-- START MATERIAL --

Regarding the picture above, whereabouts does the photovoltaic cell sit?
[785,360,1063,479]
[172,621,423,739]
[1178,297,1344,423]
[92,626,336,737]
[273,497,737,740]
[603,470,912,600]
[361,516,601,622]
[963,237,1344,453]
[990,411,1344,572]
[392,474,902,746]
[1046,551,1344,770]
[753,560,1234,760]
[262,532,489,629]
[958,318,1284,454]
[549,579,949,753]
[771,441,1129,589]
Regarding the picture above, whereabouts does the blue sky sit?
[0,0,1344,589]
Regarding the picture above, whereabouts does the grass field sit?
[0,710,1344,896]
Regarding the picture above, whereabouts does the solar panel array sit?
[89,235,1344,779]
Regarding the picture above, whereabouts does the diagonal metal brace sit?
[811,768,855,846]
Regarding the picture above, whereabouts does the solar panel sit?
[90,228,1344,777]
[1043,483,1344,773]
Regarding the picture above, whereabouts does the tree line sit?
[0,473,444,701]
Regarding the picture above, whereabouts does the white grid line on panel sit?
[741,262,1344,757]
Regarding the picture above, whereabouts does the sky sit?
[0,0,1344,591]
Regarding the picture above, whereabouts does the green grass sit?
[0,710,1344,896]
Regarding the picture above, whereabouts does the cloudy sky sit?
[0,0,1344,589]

-- END MATERIAL --
-- START MATERIAL --

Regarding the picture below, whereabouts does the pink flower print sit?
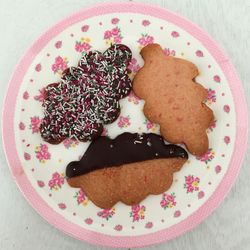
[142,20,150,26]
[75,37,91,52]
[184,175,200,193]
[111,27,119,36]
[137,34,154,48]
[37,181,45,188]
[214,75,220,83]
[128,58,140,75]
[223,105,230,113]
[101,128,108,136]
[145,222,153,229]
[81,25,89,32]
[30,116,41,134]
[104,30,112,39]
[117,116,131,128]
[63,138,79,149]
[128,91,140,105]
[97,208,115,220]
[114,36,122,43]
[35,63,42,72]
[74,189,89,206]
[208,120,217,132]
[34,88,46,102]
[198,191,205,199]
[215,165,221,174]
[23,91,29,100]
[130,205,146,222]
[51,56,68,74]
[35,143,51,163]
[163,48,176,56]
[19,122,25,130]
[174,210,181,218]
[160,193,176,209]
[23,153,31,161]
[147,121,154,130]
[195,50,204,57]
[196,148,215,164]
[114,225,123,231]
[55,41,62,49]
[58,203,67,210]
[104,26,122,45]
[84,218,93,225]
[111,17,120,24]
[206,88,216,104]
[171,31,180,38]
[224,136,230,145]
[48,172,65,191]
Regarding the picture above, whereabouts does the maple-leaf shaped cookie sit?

-- END MATERIAL --
-- START MATERIAL --

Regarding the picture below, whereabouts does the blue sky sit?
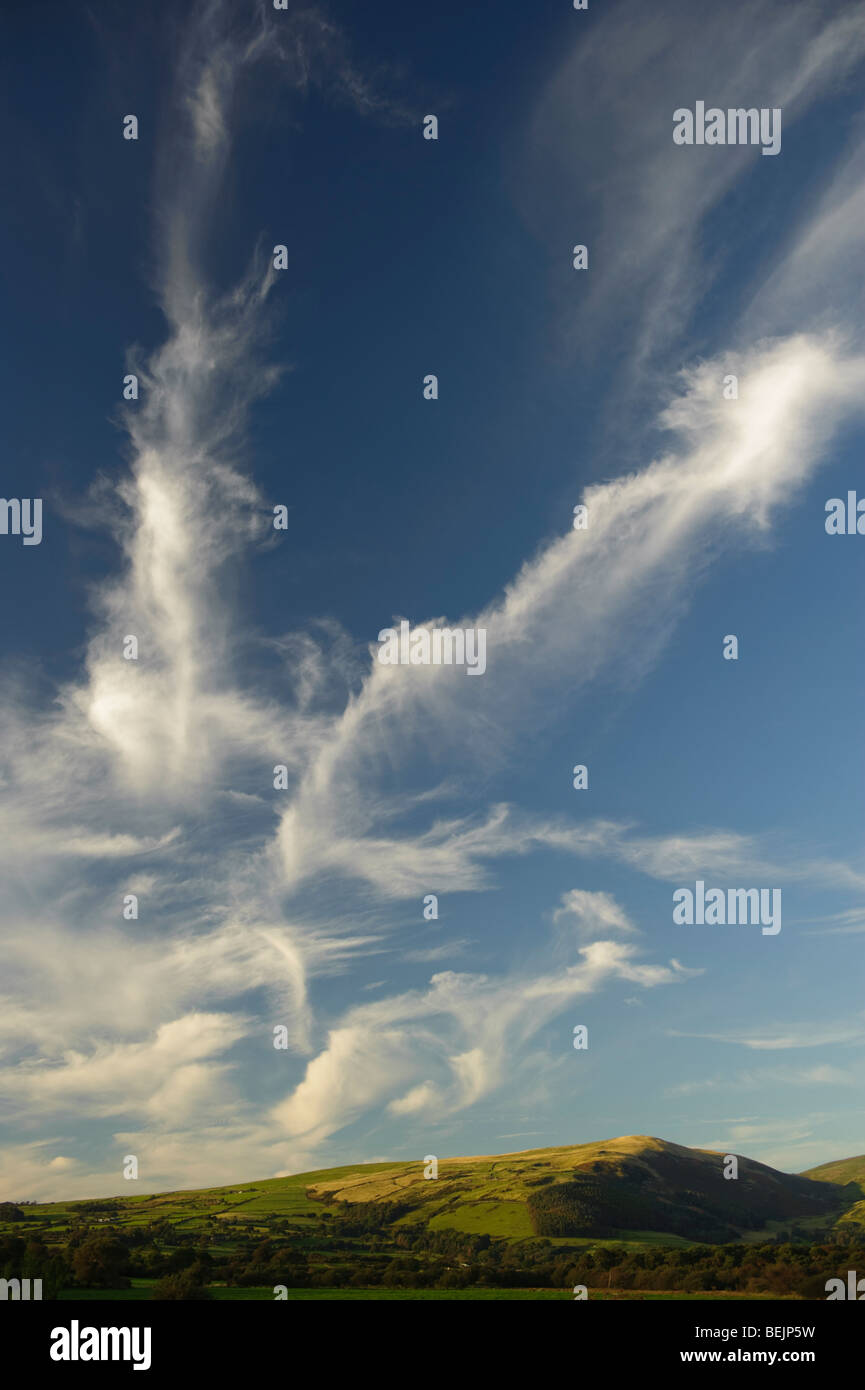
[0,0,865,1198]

-- END MATERIAL --

- **EXERCISE INSTRUCTIONS**
Please put the data lines into a Markdown table with the columns Row and Data line, skipping any blank lines. Begin at the line that has "Regarding the picture above, whereabouts does the photovoltaic" and stop after the line that has "[0,473,444,701]".

- **ANSWER BELOW**
| Row | Data line |
|---|---|
| 1 | Regarding the picture above, whereabouts does the photovoltaic cell sit? |
| 2 | [785,360,1063,479] |
| 3 | [172,621,423,739] |
| 4 | [1178,297,1344,423] |
| 5 | [92,626,336,737] |
| 6 | [273,497,737,740] |
| 7 | [603,470,912,600] |
| 8 | [361,516,601,622] |
| 9 | [963,237,1344,453] |
| 10 | [990,411,1344,572] |
| 11 | [392,474,902,746] |
| 12 | [1046,551,1344,770] |
| 13 | [753,560,1234,760] |
| 14 | [262,532,489,629] |
| 15 | [958,318,1284,454] |
| 16 | [549,579,949,753] |
| 17 | [771,441,1129,589] |
| 18 | Regarding the picture above, whereabouts does the blue sky sit? |
| 19 | [0,0,1344,589] |
| 20 | Regarding the picture above, whereabouts does the grass field sit? |
| 21 | [0,710,1344,896] |
| 22 | Regarding the picture above, whereabouts does the solar panel array sit? |
| 23 | [89,235,1344,779] |
| 24 | Regarding the picture above, whereabouts does the diagonal metal brace sit? |
| 25 | [811,768,855,846] |
| 26 | Regarding the picture above, whereabouts does the solar panel sit? |
| 27 | [90,228,1344,777] |
| 28 | [1043,483,1344,773] |
| 29 | Regarding the picture above, whereabouts does the tree line sit? |
| 30 | [0,473,444,701] |